Fig. 3 shows the R_c indicator computed from annual crop production time series for cropping systems characterized by different return periods of total yield loss (T*_MAX) and different management intensities. In general, the R_c indicator is proportional to T*_MAX and decreases for lower input intensities and for impacts lasting longer than a single growing season, in agreement with common sense understanding of resilience. In all the considered cases, near-linear relationships between R_c and return period of total yield loss (T*_MAX) are found. The departures from linearity, because of the approximation leading to the definition of R_c (Eqs. (5), (6)) for short return periods (i.e. high values of F), are too small to be visible in Fig. 3. The proportionality factor of the relationship decreases in crop production systems with lower management intensity and bearing memory of the climate impact of the previous year. As expected, the R_c indicator computed for the system with a stepwise impact function, corresponding with intensively managed systems (high, blue line) is (almost) identical to T*_MAX. Considering longer recovery times from the impacts exerted by the external forcing (high′) leads to a lower R_C of about 30. For the polynomial impact functions considered, about the same R_c is recorded for intermediate level of management and with no time-propagation effects (mid). In case of high sensitivity to moderate environmental stresses (i.e. linear impact function corresponding with low level of management), R_c is about half the value of the intensively managed agricultural system (high) at the same T*_MAX, and further decreases in case socio-economic impacts are considered as well.

In this simplified framework, the effects of climate change and of the form of adaptation to climate change consisting of increasing input intensity can be easily understood as shifting the crop production system, in the resilience space represented in Fig. 3, along the directions represented by the grey and green arrows, respectively. In absolute terms, the resilience of crop production systems with low input intensity is less affected by changes in the frequency of extreme events compared to the more developed systems because the production variability is largely determined by the impacts of smaller perturbations from the optimal climate conditions. In absolute terms, the impacts of climate change on crop production resilience will be easier to detect in more intensive cropping systems. However, the relative effects are the same.

3.2. Real-world case study: effects of crop diversity on resilience and accuracy of the estimation

3.2.1. Effects of crop diversity on resilience, the example of France

Fig. 4a and b shows the crop production resilience and diversity estimated for France using FAOSTAT data. Wheat is the most important crop for the caloric production, followed by maize, barley and the other commodities. The crop diversity index computed for the French commodity system using the Simpson index (Eq. (8)) is equal to 3.6.

========

## Stated task 1:
Using the text on crop production resilience, decide whether each statement agrees with it. Answer yes or no for each and quote the deciding words.
(a) For the system with a stepwise impact function, R_c is nearly identical to T*_MAX.
(b) The departures from linearity for short return periods are clearly visible in Fig. 3.
(c) Wheat is the most important crop for caloric production in France.
## Stated task 2:
According to the text on crop production resilience, what value does the Simpson index give for the crop diversity of the French commodity system?
## Stated task 3:
Translate this sentence from the text on crop production resilience into Spanish: "In absolute terms, the impacts of climate change on crop production resilience will be easier to detect in more intensive cropping systems."

## Dataset extract:

========

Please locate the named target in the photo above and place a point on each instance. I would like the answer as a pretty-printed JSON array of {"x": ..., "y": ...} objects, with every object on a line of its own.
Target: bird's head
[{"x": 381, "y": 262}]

========

## Complete response 1:
(a) Yes: "is (almost) identical to T*_MAX"
(b) No: "are too small to be visible in Fig. 3"
(c) Yes: "Wheat is the most important crop for the caloric production"

## Complete response 2:
3.6

## Complete response 3:
En términos absolutos, los impactos del cambio climático sobre la resiliencia de la producción de cultivos serán más fáciles de detectar en los sistemas de cultivo más intensivos.